### Exercise task
Please write out exactly the lines that begin at the line containing "Could you point to the locomotive" and run to the end of the records.
## START Information provided
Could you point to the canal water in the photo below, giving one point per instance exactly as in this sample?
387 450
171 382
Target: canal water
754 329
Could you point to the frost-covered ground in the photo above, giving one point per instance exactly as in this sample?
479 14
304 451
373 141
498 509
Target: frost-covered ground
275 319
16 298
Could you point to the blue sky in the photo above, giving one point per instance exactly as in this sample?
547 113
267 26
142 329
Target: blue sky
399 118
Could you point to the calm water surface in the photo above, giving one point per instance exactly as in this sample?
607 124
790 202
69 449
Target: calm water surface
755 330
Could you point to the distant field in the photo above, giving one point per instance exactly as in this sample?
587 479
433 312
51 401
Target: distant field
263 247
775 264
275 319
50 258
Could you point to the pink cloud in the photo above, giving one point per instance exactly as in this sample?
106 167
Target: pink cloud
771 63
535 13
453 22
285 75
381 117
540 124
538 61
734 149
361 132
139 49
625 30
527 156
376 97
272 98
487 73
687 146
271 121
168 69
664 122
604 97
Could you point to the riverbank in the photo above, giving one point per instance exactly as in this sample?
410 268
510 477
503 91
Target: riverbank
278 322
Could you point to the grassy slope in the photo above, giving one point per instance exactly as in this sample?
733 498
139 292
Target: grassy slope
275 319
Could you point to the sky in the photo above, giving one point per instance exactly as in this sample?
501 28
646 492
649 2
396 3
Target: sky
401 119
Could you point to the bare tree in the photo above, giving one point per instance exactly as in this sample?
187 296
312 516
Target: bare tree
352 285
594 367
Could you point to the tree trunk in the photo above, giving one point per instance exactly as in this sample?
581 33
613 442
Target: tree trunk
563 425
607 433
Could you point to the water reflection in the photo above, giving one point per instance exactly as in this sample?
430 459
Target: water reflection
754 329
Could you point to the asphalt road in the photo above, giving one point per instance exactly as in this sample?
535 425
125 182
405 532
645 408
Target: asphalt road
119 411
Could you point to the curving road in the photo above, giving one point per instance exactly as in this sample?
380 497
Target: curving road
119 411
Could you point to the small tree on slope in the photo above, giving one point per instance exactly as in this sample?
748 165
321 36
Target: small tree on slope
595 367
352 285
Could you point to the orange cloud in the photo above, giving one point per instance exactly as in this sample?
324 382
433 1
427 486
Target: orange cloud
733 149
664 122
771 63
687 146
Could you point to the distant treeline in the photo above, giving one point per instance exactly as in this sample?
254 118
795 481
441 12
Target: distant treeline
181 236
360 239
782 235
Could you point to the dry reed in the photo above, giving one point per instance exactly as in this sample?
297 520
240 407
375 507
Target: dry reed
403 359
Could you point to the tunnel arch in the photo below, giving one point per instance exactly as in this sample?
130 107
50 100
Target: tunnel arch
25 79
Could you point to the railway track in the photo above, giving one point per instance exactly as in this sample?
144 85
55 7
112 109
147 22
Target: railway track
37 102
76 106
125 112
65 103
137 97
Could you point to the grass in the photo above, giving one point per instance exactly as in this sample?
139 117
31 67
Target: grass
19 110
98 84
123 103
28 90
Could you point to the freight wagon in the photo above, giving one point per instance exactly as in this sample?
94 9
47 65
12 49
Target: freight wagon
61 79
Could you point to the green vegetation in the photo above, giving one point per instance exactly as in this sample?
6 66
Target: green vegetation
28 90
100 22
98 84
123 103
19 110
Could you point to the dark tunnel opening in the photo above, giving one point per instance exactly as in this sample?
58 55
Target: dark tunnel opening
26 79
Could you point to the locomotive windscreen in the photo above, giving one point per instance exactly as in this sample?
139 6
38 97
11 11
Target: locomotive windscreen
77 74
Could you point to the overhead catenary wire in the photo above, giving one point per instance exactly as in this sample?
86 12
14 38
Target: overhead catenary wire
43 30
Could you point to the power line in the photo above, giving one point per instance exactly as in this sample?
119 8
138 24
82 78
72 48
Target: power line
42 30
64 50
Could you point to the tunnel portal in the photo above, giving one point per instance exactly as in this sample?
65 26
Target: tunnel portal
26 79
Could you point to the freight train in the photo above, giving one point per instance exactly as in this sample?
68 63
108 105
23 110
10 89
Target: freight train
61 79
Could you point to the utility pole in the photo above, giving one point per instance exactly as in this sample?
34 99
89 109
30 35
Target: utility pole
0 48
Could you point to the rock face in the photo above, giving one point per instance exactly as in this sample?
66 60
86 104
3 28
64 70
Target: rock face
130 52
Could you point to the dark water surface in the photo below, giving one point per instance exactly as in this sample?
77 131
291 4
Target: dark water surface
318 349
## END Information provided
### Exercise response
Could you point to the locomotive windscreen in the photo above, giving one point per instance exactly as in this sample?
139 6
38 97
11 11
Target: locomotive windscreen
77 74
Could you point to the overhead catenary wire in the photo above, giving one point per instance exactly as in this sample?
86 12
14 38
Target: overhead catenary wire
43 30
Could you point to the power line in the photo above, giving one point per instance exactly as in this sample?
119 8
138 24
82 78
72 48
Target: power line
42 30
64 50
Could you point to the tunnel portal in the photo above, giving one point per instance exactly as in this sample?
65 26
Target: tunnel portal
26 79
Could you point to the freight train in the photo above, giving one point per instance exactly as in this sample?
68 63
108 105
23 110
10 89
Target: freight train
61 79
Could you point to the utility pole in the photo above, giving one point per instance exactly as in this sample?
34 99
89 109
30 35
Target: utility pole
0 48
Could you point to the rock face in the photo above, giving one point per instance exactly as in this sample?
66 60
86 104
3 28
64 70
Target: rock face
130 52
Could you point to the dark water surface in the photo below, giving one point per instance exactly as in this sample?
77 131
291 4
Target: dark water surface
318 349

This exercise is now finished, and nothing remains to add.